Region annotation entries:
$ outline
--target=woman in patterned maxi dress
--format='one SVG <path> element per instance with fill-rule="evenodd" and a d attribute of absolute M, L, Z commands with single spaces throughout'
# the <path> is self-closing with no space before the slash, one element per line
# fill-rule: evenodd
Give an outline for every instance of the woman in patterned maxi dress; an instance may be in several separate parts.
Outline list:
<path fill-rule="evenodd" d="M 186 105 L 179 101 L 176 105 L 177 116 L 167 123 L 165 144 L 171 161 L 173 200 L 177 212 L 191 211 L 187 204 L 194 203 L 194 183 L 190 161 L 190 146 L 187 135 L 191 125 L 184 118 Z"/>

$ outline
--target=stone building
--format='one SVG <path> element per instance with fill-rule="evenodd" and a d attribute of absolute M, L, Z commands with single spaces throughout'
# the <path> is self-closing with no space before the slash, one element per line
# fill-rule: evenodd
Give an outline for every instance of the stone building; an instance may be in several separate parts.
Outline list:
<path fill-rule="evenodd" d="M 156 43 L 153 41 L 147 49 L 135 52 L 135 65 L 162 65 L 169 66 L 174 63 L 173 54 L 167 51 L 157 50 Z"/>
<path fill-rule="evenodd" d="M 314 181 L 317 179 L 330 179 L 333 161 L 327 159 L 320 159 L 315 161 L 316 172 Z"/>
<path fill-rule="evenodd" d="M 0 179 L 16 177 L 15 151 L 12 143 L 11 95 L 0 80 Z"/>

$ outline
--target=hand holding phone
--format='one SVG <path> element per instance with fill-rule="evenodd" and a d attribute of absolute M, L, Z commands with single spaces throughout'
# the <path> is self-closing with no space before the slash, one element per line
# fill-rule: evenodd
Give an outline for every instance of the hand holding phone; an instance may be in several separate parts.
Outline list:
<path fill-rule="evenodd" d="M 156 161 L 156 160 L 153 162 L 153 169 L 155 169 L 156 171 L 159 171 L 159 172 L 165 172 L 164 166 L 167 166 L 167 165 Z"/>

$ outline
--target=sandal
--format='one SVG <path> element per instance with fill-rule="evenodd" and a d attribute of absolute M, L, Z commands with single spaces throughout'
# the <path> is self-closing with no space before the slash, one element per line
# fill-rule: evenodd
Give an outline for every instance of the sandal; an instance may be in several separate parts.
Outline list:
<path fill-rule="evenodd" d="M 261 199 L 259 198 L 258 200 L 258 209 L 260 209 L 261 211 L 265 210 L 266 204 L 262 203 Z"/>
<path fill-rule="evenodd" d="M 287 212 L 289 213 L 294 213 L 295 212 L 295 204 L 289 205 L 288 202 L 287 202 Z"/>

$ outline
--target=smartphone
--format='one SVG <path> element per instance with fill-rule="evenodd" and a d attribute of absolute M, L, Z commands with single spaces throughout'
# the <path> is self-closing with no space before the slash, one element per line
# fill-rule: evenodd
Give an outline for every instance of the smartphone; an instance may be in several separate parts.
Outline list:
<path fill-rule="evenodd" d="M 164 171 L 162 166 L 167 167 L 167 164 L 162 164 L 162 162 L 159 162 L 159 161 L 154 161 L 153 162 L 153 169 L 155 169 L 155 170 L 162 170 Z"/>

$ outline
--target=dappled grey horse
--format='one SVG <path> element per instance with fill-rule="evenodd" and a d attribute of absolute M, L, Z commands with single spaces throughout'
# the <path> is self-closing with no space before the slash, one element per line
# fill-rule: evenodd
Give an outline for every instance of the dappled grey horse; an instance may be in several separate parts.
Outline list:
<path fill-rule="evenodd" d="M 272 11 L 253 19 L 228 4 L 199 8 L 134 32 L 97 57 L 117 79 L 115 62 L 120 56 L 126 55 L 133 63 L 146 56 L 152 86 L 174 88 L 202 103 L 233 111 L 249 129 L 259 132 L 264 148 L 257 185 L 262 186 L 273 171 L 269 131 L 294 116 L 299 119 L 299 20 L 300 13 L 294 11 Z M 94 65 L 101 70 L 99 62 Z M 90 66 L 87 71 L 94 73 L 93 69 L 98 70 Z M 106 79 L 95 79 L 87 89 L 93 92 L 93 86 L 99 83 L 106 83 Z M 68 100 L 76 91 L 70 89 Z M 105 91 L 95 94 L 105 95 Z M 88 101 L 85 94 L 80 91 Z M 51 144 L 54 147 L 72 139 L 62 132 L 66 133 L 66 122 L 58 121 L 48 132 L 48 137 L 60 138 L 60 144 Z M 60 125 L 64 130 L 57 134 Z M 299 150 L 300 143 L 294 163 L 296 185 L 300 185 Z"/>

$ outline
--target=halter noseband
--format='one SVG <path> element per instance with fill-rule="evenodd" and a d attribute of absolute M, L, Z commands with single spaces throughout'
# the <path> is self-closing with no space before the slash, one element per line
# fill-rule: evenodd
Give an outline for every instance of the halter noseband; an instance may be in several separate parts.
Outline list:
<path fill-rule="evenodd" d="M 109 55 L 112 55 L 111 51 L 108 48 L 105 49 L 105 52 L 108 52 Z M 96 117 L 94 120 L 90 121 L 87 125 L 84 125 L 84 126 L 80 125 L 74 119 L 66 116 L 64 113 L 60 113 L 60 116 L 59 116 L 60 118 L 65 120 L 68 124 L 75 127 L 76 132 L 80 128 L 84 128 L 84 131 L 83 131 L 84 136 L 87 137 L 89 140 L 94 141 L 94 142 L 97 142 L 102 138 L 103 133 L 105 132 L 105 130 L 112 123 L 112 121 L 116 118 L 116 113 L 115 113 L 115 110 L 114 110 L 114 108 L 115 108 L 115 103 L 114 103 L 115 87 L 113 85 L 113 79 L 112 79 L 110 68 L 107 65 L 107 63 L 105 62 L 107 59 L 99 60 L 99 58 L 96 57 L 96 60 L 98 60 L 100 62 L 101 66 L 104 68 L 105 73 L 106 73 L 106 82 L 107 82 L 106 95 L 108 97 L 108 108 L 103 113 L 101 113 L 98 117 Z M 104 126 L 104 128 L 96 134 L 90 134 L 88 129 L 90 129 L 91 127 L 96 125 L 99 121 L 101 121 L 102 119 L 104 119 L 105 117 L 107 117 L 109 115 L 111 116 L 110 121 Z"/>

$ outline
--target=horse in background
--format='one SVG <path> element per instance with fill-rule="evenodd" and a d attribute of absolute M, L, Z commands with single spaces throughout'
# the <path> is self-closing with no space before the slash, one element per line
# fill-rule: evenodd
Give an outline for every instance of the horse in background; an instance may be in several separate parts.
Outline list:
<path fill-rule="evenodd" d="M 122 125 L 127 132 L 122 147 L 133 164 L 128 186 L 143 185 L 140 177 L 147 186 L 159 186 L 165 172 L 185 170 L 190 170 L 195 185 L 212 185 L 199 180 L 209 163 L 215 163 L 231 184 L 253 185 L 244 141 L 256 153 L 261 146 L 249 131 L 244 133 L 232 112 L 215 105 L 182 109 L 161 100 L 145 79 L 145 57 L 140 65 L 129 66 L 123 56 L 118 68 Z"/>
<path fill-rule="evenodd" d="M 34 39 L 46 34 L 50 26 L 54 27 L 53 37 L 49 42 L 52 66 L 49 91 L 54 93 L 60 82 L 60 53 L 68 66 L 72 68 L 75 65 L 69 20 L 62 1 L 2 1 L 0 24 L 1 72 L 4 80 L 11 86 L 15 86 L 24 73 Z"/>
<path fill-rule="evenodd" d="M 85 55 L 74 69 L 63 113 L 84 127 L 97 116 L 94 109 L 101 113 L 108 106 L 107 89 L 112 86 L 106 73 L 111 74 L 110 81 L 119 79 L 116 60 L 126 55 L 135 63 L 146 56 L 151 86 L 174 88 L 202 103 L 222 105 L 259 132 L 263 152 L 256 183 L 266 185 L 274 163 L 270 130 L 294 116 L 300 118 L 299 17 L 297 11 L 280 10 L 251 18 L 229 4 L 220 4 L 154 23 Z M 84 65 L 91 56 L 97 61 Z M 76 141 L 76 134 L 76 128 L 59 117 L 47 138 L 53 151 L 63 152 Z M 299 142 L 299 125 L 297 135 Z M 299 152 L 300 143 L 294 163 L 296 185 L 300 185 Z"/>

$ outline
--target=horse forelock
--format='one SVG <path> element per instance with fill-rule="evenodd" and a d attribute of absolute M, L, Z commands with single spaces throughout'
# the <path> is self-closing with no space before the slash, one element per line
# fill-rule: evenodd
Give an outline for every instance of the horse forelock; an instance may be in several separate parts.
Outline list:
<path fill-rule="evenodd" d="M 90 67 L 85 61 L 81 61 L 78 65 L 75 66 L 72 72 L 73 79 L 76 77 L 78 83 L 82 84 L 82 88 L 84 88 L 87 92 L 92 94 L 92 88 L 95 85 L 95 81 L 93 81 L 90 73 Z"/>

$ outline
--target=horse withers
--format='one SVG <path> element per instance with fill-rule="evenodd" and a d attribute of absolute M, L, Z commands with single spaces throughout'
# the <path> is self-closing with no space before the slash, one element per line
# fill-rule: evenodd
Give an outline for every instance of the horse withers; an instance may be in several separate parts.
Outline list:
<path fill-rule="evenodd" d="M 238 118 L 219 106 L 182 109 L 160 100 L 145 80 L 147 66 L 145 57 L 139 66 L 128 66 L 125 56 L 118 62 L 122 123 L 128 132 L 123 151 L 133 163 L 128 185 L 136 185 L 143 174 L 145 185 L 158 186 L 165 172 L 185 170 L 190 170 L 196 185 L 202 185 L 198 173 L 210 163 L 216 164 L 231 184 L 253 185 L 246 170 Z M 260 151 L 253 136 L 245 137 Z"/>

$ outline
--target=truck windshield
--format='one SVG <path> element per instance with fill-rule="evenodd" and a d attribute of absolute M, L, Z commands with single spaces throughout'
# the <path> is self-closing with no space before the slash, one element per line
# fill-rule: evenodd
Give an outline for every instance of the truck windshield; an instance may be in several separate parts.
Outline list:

Aim of the exercise :: Please gather every line of the listing above that contains the string "grey", treating case as significant.

The answer ::
--target=dappled grey horse
Give an outline for every instance of the dappled grey horse; an instance may be in several separate parts.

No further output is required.